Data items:
================

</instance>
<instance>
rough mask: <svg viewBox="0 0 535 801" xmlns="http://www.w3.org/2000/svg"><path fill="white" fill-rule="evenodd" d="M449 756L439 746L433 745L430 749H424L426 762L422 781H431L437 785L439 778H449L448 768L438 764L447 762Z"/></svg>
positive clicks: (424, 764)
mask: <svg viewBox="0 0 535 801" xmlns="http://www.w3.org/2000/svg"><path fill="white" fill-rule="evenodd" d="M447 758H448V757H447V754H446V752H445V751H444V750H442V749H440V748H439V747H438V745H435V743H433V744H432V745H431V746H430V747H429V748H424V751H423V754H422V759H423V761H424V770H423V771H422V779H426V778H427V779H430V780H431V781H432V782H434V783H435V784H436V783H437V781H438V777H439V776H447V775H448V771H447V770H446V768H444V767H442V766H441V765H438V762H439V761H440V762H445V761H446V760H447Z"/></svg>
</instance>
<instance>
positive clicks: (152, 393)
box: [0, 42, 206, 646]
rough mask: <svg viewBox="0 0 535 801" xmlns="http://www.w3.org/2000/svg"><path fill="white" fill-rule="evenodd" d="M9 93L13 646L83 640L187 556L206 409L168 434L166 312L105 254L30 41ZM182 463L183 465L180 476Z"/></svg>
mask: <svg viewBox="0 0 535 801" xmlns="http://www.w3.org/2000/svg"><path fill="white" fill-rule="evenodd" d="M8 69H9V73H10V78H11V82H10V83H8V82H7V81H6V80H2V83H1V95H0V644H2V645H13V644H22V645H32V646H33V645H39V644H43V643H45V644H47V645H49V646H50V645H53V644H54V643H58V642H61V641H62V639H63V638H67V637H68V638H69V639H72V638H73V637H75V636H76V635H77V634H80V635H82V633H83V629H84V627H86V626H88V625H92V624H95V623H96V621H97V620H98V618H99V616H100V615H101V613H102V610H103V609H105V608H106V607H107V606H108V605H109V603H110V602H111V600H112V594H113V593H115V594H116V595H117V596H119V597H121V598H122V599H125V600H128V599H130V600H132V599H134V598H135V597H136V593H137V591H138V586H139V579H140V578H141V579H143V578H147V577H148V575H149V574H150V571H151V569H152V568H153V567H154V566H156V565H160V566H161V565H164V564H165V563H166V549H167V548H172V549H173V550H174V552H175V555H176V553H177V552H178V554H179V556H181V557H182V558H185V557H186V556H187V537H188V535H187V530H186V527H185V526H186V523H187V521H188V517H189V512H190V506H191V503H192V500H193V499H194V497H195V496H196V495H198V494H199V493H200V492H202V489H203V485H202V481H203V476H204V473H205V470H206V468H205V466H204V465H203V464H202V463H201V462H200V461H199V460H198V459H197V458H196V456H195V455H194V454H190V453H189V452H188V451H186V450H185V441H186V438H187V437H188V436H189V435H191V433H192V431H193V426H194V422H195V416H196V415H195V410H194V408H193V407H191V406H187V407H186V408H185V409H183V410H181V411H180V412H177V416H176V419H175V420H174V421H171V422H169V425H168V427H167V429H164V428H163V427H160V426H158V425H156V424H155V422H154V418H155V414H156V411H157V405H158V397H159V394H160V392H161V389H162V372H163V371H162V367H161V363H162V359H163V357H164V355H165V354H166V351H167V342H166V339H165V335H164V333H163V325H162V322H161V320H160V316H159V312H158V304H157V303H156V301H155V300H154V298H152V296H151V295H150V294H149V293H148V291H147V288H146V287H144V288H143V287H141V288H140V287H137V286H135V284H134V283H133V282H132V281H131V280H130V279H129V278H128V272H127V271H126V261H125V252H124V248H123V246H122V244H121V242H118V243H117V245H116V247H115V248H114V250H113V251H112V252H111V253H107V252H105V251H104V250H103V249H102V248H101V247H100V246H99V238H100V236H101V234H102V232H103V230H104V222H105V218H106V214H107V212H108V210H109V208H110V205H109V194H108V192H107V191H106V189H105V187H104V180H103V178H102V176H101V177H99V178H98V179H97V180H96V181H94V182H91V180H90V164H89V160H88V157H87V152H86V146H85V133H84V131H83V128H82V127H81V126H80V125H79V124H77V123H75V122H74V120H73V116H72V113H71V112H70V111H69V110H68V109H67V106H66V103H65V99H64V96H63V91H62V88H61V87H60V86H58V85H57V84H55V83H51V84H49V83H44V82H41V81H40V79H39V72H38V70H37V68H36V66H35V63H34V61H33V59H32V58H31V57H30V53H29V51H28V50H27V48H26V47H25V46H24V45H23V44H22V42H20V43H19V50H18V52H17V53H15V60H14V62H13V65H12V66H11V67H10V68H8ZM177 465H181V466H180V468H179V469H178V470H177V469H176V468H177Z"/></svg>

================

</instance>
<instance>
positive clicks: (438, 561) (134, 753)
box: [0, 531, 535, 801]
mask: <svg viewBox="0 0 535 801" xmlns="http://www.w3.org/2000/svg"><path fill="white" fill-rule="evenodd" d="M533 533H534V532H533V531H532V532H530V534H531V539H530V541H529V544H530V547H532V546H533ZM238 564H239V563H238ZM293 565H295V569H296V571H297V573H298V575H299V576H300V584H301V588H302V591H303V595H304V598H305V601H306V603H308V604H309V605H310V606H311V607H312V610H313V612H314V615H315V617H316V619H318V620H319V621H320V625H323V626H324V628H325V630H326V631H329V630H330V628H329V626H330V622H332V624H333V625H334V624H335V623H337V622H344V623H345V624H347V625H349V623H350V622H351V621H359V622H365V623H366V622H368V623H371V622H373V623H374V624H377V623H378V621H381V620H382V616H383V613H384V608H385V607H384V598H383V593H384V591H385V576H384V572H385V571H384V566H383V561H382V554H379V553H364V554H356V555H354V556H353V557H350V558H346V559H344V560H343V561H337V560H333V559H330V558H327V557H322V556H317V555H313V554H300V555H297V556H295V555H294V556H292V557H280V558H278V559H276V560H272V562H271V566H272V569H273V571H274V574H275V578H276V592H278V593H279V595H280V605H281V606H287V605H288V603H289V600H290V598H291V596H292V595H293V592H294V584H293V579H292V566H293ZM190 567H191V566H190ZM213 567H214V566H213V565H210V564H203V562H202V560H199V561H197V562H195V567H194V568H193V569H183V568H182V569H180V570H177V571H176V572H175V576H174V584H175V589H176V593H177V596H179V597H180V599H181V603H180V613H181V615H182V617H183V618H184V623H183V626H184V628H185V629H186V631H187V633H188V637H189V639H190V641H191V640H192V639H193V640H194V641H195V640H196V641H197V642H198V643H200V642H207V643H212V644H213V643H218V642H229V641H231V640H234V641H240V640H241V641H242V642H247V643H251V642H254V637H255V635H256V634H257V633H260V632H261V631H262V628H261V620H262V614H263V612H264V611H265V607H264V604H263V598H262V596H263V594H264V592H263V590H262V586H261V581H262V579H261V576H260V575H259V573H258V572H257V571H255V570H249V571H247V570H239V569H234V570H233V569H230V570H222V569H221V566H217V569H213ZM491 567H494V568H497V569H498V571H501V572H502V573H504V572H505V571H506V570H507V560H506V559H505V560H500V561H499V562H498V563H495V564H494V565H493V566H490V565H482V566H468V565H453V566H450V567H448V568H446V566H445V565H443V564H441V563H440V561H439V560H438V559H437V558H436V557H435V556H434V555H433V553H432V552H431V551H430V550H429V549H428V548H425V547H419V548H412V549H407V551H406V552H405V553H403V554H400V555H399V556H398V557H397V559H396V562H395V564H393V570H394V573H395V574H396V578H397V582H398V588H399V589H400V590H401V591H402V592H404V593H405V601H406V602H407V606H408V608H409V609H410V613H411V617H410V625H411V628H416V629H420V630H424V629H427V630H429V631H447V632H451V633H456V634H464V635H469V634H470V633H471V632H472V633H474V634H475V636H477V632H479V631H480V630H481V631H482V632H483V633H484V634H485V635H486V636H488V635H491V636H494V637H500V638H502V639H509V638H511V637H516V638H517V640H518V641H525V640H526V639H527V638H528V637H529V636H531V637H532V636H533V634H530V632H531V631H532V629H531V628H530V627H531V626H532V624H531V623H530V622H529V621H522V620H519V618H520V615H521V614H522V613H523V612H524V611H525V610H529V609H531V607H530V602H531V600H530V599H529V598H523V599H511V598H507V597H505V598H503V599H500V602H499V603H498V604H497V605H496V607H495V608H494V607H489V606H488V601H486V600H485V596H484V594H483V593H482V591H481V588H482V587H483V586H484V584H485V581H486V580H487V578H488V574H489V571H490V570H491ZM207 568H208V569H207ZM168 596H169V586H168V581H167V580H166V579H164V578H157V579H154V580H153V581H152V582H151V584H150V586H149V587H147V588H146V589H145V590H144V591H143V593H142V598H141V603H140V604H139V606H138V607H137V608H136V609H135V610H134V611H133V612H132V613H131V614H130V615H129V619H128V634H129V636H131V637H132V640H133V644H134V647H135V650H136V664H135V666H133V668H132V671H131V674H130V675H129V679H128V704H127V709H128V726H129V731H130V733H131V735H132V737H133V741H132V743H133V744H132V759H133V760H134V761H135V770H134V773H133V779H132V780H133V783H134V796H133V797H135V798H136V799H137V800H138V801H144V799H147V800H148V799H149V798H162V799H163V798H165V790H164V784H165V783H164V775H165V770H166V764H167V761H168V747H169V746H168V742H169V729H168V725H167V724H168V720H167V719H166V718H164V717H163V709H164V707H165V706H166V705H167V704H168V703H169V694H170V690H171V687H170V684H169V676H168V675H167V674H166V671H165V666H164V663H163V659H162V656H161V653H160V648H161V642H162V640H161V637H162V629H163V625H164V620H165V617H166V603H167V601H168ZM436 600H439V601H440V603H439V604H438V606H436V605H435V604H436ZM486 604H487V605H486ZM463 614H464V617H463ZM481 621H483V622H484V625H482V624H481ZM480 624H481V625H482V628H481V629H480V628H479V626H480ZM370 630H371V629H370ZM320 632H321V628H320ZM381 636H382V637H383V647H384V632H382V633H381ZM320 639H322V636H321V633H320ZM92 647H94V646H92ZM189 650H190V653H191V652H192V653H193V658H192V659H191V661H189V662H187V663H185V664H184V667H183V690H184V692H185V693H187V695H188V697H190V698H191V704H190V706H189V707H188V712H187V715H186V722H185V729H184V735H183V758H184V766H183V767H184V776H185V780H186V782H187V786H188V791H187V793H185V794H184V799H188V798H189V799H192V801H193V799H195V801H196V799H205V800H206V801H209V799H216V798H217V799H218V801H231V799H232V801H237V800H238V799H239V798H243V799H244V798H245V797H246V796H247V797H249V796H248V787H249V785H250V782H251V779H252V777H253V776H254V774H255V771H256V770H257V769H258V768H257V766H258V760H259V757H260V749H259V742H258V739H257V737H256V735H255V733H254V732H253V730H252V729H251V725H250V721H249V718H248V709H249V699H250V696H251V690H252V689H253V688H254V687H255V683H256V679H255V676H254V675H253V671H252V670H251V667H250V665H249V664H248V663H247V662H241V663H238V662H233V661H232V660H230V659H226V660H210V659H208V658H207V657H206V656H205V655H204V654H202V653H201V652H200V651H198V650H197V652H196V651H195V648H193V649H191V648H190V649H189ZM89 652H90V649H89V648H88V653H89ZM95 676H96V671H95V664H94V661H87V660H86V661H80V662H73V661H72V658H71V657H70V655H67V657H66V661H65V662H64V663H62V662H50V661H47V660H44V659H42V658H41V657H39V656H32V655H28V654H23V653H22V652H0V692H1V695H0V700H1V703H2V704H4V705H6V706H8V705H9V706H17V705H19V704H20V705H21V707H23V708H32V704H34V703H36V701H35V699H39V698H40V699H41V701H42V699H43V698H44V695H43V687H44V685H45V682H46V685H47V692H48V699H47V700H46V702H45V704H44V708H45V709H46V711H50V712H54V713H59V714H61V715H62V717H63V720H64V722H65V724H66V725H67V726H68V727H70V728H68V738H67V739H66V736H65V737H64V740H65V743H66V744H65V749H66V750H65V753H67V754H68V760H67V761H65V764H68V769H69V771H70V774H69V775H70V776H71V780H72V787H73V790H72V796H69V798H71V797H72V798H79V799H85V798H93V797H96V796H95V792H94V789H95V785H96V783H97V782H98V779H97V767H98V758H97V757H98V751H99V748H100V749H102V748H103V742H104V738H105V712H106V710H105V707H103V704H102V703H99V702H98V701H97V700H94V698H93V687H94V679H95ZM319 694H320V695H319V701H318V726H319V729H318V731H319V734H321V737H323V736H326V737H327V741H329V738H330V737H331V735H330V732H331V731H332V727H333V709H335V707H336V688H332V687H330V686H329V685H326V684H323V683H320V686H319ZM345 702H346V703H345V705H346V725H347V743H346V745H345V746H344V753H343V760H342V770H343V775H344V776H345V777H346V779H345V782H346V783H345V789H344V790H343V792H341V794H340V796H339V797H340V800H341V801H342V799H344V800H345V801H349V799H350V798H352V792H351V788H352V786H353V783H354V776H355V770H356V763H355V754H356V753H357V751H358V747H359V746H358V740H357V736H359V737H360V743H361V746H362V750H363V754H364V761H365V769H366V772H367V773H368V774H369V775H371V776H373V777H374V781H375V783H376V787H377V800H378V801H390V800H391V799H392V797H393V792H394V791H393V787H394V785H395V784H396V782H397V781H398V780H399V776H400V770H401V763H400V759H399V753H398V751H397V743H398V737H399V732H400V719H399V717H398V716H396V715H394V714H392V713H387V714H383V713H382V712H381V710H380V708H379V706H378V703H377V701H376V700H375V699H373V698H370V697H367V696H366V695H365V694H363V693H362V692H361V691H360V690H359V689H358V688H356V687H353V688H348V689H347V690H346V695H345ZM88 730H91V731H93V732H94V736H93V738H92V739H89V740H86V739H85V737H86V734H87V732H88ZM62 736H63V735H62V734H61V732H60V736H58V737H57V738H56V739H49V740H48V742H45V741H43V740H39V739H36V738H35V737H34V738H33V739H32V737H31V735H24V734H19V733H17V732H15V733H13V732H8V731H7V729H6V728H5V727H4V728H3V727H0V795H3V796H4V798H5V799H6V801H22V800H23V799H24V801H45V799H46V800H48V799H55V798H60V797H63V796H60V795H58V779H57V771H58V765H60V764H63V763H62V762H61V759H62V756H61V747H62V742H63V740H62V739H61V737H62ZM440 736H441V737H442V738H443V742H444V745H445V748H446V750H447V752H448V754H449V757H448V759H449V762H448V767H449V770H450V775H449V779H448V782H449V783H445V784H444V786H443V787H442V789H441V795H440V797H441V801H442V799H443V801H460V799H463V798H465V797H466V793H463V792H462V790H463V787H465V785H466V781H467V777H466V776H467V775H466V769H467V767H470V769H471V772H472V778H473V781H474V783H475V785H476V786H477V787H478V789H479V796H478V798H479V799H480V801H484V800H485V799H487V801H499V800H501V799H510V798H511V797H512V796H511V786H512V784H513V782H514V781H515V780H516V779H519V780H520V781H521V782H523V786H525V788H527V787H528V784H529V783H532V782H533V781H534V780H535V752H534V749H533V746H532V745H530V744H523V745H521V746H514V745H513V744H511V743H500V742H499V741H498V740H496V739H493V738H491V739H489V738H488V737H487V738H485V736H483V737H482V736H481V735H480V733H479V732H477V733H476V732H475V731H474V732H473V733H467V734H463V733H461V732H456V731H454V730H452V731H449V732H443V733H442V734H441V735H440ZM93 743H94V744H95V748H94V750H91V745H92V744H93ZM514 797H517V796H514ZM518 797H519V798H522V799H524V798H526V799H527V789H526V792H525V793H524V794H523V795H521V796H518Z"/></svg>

================

What needs to be done: All lines above from the one holding "positive clicks: (424, 764)" to the one holding "box: [0, 42, 206, 646]", inclusive, are to be copied exactly; no other line is wanted.

Exercise response:
positive clicks: (424, 764)
mask: <svg viewBox="0 0 535 801" xmlns="http://www.w3.org/2000/svg"><path fill="white" fill-rule="evenodd" d="M447 758H448V757H447V754H446V752H445V751H444V750H442V749H440V748H439V747H438V745H435V743H433V744H432V745H431V746H430V747H429V748H424V751H423V754H422V759H423V761H424V770H423V771H422V779H426V778H427V779H430V780H431V781H432V782H434V783H435V784H436V783H437V781H438V777H439V776H447V775H448V771H447V770H446V768H444V767H442V766H441V765H438V762H439V761H440V762H445V761H446V760H447Z"/></svg>
</instance>
<instance>
positive clicks: (152, 393)
box: [0, 42, 206, 646]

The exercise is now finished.